What the task asks –
Go through the entries below and copy every line that holds the word "gray".

Dataset entries:
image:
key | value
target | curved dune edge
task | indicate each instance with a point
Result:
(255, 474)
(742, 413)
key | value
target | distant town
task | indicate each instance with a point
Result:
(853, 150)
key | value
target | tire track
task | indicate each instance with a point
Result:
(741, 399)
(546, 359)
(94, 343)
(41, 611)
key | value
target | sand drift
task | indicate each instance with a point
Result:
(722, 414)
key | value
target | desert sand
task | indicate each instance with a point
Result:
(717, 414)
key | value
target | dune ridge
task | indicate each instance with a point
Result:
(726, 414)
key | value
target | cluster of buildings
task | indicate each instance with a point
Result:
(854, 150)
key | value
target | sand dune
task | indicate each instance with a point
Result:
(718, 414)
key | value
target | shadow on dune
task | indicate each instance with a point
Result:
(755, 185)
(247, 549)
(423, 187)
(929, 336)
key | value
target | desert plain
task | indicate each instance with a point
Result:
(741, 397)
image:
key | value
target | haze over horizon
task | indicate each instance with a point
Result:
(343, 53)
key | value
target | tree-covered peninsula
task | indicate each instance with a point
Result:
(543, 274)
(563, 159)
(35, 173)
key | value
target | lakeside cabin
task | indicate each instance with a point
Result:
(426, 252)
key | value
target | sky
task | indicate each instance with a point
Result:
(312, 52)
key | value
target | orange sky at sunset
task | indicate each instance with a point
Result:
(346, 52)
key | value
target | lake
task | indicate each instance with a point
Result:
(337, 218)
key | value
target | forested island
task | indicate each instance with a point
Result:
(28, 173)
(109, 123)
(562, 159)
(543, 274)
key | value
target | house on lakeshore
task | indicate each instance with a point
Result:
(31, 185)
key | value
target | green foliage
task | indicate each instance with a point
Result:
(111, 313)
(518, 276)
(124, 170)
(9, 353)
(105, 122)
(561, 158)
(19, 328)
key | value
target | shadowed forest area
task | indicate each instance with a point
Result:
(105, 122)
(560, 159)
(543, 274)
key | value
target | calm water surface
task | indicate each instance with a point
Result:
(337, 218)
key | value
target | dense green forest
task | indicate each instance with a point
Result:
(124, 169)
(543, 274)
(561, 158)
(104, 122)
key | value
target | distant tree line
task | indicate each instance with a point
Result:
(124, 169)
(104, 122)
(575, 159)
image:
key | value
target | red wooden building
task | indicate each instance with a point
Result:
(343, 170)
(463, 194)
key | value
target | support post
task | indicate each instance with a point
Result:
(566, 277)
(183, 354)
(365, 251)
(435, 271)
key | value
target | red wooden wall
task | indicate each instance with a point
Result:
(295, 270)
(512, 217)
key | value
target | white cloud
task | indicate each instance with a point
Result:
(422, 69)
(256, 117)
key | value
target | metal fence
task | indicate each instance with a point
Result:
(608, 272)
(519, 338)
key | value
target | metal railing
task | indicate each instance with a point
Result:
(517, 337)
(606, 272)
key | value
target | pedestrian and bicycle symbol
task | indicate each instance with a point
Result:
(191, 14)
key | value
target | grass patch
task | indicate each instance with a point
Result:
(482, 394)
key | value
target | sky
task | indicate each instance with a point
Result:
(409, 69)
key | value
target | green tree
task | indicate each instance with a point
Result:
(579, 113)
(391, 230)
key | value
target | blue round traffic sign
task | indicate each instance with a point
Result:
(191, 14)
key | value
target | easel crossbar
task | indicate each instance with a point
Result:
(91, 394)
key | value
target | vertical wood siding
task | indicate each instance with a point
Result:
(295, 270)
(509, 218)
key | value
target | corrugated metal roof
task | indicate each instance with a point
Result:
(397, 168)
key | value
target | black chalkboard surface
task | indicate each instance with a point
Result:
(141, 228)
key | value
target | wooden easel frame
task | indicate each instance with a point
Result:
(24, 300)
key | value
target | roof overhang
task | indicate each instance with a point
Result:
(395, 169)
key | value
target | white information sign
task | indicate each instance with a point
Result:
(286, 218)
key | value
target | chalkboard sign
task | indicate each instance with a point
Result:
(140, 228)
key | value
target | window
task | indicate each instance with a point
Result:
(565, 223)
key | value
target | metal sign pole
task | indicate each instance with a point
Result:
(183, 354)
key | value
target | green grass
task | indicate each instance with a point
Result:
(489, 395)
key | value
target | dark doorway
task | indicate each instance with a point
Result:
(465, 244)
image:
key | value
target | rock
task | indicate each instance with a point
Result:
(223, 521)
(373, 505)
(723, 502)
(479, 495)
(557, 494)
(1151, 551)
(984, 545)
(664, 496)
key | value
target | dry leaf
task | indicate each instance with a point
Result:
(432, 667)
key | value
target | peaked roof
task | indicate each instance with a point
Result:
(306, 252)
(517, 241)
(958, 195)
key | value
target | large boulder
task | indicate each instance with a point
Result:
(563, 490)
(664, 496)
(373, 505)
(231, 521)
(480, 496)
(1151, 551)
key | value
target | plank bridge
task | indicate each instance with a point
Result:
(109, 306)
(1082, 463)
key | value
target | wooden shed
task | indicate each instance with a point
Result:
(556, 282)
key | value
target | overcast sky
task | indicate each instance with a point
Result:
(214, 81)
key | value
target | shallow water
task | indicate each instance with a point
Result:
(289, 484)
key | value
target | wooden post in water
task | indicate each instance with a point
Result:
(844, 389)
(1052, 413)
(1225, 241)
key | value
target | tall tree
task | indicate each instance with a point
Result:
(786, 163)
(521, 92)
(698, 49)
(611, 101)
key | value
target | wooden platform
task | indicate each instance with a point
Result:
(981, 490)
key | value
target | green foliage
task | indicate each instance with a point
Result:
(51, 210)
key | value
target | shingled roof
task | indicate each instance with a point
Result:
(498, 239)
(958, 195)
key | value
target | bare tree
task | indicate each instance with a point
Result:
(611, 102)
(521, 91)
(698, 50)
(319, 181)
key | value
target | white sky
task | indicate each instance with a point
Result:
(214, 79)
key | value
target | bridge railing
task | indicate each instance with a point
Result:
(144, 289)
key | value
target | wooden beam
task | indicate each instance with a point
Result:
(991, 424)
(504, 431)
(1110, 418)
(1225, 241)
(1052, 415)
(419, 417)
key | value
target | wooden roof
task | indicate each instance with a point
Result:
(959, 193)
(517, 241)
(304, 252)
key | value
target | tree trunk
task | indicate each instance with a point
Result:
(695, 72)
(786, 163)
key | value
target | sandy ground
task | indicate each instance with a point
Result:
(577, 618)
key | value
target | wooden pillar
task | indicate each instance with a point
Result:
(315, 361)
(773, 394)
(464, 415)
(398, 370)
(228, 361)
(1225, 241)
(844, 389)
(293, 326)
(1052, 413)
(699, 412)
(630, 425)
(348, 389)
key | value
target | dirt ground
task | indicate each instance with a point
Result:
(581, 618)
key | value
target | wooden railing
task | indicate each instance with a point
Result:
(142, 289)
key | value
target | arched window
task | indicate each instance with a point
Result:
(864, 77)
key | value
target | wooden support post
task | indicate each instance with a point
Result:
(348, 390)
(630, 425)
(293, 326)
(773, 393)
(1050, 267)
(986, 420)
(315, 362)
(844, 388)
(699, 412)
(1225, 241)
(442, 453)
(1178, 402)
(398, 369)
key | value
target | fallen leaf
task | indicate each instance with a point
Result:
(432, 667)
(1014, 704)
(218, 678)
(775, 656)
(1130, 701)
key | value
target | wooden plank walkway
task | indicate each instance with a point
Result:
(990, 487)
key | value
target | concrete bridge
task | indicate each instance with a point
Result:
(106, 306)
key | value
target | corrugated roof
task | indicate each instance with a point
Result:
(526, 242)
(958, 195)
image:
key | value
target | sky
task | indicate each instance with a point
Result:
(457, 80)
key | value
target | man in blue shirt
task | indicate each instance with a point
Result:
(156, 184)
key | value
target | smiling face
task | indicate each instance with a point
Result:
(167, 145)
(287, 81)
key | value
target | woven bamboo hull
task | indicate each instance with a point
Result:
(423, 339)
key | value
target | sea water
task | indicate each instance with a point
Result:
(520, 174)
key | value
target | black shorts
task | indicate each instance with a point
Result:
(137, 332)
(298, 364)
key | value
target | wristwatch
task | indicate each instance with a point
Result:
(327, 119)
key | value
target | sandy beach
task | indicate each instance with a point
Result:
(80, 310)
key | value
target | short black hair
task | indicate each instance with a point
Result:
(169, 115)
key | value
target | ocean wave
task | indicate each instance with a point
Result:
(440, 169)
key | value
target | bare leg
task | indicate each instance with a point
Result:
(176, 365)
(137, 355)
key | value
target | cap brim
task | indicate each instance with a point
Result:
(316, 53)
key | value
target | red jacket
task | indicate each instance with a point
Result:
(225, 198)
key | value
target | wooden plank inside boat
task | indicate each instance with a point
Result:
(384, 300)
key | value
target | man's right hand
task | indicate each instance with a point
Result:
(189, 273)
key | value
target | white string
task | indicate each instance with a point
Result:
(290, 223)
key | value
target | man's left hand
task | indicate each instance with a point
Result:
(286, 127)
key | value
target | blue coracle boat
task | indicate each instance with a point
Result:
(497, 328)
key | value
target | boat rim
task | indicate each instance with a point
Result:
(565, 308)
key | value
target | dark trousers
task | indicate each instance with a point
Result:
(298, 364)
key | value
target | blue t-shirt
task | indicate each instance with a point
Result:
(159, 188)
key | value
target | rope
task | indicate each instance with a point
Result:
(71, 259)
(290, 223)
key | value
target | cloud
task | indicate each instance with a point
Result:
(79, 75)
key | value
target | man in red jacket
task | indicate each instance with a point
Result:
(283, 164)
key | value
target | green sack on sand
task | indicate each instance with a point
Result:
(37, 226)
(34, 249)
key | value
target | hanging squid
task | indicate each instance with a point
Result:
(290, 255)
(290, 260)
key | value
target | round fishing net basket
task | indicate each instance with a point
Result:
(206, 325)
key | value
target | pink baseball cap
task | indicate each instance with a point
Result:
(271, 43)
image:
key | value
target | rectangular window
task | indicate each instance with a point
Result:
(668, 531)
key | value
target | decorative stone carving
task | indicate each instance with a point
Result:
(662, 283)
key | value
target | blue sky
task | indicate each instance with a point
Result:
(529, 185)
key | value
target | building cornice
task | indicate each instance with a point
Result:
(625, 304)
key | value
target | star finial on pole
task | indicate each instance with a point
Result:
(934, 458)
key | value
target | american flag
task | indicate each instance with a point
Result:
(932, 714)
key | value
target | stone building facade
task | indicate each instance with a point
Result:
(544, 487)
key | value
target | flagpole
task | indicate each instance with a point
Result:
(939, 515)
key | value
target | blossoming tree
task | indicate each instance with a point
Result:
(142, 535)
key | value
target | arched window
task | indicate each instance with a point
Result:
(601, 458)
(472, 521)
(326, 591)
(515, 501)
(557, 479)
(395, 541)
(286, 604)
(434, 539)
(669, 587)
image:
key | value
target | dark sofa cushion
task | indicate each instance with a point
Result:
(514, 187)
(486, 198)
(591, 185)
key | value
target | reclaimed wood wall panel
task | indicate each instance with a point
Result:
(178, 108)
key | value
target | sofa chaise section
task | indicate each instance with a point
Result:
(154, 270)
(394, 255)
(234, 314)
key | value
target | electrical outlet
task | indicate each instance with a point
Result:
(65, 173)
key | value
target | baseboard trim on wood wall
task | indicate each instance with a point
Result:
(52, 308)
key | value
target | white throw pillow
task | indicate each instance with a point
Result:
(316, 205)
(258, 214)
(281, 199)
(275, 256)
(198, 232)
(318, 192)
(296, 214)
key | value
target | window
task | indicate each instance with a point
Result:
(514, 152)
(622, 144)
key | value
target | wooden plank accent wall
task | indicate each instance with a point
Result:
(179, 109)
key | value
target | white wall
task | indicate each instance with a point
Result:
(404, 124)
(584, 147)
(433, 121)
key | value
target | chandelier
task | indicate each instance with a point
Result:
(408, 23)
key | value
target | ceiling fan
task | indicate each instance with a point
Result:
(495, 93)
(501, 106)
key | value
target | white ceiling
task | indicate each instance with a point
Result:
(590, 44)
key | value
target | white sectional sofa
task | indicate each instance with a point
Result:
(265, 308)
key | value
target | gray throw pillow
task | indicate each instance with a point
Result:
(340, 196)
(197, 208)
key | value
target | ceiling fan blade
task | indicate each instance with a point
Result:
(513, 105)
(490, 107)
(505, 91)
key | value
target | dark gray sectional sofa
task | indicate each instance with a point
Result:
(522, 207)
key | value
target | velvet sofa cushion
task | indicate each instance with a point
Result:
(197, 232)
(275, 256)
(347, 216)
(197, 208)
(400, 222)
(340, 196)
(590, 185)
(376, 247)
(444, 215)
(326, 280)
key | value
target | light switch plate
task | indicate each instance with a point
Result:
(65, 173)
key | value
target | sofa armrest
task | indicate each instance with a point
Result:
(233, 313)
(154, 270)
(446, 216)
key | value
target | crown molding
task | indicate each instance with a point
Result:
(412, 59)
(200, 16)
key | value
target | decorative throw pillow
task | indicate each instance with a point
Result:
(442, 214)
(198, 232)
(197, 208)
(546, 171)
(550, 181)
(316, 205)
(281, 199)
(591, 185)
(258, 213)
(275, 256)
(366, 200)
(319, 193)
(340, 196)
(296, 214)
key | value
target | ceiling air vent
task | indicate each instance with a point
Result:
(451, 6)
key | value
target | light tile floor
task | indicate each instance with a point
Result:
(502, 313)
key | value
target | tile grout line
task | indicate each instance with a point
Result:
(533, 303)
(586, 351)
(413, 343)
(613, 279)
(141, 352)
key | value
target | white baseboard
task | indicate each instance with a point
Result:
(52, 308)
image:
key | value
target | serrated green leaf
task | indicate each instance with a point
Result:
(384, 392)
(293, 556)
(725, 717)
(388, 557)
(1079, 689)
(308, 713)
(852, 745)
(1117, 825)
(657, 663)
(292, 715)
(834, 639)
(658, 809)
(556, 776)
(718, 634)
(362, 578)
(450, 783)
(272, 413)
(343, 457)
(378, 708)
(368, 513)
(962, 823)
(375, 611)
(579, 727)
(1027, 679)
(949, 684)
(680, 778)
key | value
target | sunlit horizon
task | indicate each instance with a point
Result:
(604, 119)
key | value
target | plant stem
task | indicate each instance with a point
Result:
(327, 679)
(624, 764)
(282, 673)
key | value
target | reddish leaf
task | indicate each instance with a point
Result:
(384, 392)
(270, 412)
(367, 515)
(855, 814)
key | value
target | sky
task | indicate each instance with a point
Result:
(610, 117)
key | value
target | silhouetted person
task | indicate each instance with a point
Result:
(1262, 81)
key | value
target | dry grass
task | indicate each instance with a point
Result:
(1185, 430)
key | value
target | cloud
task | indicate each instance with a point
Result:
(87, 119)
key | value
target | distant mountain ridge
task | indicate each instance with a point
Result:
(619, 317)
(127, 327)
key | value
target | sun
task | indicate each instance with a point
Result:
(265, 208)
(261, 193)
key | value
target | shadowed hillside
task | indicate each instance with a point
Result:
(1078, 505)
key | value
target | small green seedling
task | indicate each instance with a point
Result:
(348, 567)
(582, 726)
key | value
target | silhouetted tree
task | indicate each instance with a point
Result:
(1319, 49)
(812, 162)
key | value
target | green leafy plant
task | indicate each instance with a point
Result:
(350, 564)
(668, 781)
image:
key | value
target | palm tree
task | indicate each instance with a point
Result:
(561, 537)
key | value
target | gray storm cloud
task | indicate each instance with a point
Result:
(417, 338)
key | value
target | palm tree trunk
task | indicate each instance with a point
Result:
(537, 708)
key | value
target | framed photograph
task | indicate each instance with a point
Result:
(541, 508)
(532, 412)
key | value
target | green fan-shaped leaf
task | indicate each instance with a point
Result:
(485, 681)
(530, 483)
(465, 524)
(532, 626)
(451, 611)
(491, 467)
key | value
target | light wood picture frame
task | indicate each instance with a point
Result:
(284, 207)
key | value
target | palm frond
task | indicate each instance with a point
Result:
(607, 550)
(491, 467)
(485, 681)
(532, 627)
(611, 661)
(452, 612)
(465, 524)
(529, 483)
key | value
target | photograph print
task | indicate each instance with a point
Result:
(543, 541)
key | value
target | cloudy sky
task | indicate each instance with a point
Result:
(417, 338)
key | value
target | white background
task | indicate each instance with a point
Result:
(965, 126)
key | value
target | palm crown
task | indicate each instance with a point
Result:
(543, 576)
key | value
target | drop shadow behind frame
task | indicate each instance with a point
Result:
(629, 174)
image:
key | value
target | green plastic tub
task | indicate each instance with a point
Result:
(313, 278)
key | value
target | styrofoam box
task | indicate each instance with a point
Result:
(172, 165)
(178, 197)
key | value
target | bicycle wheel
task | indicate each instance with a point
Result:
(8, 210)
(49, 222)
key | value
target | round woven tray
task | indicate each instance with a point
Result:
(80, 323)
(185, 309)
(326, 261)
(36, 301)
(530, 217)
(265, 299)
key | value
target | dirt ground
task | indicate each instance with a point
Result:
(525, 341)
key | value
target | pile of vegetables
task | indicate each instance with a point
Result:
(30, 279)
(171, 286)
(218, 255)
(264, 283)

Answer box –
target | gray throw pillow
target | dark gray sectional sofa
target | gray storm cloud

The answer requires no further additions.